TASK GOAL: From the line holding "Two rules. Place a point on every instance of the wheelhouse" to the final line below, restate each line word for word and add nothing.

-------- DATA

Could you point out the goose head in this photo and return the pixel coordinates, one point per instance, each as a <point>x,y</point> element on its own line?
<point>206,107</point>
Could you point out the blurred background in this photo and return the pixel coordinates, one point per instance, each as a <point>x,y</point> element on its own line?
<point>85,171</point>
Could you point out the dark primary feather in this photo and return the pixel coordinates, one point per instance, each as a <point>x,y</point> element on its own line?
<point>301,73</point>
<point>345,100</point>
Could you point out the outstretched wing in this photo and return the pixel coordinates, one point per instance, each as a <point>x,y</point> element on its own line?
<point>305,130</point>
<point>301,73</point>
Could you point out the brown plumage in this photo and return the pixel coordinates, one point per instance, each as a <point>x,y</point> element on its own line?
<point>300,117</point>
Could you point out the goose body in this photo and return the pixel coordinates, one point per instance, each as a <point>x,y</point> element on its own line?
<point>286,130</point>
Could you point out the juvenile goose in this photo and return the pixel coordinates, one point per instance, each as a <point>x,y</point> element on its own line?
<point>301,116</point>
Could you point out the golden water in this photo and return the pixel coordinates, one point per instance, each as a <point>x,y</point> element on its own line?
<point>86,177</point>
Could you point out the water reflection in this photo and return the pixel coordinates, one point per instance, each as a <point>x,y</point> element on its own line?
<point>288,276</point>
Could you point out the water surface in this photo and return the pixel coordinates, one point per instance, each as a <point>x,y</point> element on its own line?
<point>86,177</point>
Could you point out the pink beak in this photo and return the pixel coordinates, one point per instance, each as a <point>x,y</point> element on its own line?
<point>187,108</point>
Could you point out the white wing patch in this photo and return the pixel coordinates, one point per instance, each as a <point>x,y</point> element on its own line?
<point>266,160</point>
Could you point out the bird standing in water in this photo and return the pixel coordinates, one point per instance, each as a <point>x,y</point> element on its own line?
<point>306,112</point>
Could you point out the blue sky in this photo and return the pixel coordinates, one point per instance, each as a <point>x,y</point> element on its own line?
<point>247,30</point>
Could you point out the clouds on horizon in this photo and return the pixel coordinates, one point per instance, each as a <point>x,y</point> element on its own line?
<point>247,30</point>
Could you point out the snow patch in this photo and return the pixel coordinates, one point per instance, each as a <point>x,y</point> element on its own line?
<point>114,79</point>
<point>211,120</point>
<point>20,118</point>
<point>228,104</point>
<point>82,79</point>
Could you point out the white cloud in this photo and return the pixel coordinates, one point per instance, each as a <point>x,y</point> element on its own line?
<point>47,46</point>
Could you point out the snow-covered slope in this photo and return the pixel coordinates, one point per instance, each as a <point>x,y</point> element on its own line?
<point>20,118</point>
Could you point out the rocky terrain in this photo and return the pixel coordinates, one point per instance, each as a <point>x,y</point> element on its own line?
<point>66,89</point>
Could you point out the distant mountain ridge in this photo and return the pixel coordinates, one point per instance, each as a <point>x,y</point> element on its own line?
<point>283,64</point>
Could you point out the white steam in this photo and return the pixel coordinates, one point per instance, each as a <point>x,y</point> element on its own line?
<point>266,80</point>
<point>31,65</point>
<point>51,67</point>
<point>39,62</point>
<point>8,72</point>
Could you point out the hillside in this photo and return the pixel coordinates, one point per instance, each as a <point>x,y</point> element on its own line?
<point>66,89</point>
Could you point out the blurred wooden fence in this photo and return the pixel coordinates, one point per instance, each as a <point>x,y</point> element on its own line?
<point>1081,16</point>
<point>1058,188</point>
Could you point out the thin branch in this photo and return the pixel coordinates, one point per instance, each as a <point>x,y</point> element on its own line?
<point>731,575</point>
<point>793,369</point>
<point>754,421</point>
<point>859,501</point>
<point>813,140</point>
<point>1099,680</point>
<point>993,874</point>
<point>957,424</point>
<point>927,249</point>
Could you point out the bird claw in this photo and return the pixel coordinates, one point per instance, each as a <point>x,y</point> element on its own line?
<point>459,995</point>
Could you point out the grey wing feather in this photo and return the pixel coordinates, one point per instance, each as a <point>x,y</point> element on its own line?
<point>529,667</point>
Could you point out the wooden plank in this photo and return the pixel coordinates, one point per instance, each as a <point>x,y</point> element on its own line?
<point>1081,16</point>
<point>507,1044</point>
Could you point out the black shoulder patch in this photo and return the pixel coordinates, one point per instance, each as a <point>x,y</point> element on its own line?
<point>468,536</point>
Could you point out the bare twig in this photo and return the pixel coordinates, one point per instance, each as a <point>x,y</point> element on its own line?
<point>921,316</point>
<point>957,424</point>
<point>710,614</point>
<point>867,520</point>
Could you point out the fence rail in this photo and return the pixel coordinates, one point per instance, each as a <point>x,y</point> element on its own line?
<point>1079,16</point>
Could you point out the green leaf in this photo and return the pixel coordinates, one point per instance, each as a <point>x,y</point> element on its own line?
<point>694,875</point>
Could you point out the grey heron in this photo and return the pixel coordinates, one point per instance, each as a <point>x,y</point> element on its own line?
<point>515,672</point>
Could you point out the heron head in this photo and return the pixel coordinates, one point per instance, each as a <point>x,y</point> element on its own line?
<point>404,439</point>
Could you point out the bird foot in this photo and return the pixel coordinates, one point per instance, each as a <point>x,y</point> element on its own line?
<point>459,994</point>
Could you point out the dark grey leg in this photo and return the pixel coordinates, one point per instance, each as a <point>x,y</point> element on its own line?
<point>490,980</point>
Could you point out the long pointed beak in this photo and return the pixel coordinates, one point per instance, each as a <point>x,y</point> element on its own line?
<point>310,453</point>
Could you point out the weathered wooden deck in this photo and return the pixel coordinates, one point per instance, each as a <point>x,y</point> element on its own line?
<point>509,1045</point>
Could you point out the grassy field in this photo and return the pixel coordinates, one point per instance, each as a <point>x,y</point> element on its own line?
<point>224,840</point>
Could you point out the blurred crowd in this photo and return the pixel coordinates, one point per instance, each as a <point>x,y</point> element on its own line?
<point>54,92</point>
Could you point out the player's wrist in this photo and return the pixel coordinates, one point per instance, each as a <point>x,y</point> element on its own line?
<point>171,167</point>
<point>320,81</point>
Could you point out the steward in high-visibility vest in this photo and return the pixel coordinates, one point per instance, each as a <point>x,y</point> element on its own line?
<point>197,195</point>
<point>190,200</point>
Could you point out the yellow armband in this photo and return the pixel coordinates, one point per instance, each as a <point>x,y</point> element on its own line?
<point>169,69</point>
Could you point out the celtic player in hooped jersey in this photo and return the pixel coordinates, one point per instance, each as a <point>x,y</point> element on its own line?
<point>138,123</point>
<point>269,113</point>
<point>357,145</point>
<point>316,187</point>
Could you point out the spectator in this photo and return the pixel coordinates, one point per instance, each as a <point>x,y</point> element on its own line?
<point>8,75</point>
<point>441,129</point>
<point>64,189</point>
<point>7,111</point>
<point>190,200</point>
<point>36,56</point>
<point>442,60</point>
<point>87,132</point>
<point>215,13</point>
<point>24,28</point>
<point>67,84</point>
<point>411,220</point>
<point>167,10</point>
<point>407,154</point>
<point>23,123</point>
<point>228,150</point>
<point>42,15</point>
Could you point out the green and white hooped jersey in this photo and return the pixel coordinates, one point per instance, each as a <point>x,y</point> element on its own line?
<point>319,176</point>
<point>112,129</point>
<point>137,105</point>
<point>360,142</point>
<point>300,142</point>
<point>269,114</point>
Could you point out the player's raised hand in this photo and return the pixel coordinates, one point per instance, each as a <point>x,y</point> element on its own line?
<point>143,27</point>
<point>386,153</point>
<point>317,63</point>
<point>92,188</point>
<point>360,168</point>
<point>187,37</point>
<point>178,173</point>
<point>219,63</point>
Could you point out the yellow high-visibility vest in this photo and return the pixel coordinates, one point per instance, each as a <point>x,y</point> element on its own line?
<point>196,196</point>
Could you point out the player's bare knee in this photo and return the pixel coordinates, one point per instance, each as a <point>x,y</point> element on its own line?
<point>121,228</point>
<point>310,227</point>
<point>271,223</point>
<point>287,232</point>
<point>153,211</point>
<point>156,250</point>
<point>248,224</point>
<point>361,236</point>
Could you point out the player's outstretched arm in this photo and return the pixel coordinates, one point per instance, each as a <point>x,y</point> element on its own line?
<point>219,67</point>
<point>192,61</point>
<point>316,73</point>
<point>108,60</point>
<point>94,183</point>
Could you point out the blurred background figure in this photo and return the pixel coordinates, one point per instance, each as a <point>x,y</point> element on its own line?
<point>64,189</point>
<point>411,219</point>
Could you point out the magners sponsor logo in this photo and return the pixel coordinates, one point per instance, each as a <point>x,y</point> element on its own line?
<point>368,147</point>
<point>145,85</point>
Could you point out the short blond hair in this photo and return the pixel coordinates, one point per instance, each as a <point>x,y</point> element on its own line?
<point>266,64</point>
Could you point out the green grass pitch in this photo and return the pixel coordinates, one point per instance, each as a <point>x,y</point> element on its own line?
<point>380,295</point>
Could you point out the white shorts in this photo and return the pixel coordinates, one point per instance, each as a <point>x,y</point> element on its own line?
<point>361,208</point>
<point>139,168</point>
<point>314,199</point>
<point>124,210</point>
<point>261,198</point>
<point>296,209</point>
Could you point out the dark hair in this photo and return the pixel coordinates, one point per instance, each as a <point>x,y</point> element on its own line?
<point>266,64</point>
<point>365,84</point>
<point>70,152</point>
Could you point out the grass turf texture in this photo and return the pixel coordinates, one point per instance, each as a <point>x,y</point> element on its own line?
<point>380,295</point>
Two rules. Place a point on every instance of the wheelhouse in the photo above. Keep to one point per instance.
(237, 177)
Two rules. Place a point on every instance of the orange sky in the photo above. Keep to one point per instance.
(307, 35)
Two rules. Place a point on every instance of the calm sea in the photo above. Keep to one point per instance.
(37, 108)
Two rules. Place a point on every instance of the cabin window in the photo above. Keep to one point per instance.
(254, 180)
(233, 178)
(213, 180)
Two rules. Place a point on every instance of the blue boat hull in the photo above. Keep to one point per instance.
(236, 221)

----------------

WRITTEN SOLUTION:
Two rules. Place a point on every instance of the wheelhouse in the photo above. Keep to one point per instance.
(237, 177)
Two rules. Place a point on every instance of the orange sky in the photo above. Keep to one point per instance.
(307, 35)
Two rules. Place a point on every instance of the calm sea in the photo above. Keep to one point per instance.
(37, 108)
Two rules. Place a point on every instance of the cabin window in the photo above. Keep to one point per instance.
(254, 180)
(233, 178)
(213, 180)
Two rules. Place a point on every instance of the blue boat hull in the photo above. Keep to one point per instance.
(236, 221)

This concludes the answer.